Below are entries; print them exactly from the first line through the one containing "box: [190, 150, 213, 176]".
*** Information provided ***
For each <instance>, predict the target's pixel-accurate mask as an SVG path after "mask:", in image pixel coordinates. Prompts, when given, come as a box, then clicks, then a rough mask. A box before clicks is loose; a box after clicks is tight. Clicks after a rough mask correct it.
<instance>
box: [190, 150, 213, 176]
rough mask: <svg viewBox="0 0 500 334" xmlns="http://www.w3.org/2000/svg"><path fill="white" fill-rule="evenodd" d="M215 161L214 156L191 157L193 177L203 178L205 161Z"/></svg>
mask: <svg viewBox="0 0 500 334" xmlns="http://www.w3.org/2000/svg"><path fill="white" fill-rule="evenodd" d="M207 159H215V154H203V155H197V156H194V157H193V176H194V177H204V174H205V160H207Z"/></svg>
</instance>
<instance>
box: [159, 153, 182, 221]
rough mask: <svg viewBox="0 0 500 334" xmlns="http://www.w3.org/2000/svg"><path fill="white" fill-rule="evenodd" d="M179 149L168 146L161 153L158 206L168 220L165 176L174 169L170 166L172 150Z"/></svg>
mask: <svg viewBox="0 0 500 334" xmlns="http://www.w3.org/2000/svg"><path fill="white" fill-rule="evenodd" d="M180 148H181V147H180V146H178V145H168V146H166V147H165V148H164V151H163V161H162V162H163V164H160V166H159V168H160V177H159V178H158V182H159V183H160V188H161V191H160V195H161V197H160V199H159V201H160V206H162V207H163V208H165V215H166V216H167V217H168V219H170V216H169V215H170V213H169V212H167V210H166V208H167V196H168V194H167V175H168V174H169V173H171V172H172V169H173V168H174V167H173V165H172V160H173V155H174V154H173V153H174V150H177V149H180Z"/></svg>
*** End of Information provided ***
- Your solution:
For each <instance>, predict the target's pixel-accurate mask as an SVG path after "mask:", in image pixel coordinates. Prompts, when given, come as a box, then clicks, then a rough mask. A box before clicks is loose; a box after clicks is tight. Clicks after a rough mask correct it.
<instance>
box: [190, 150, 213, 176]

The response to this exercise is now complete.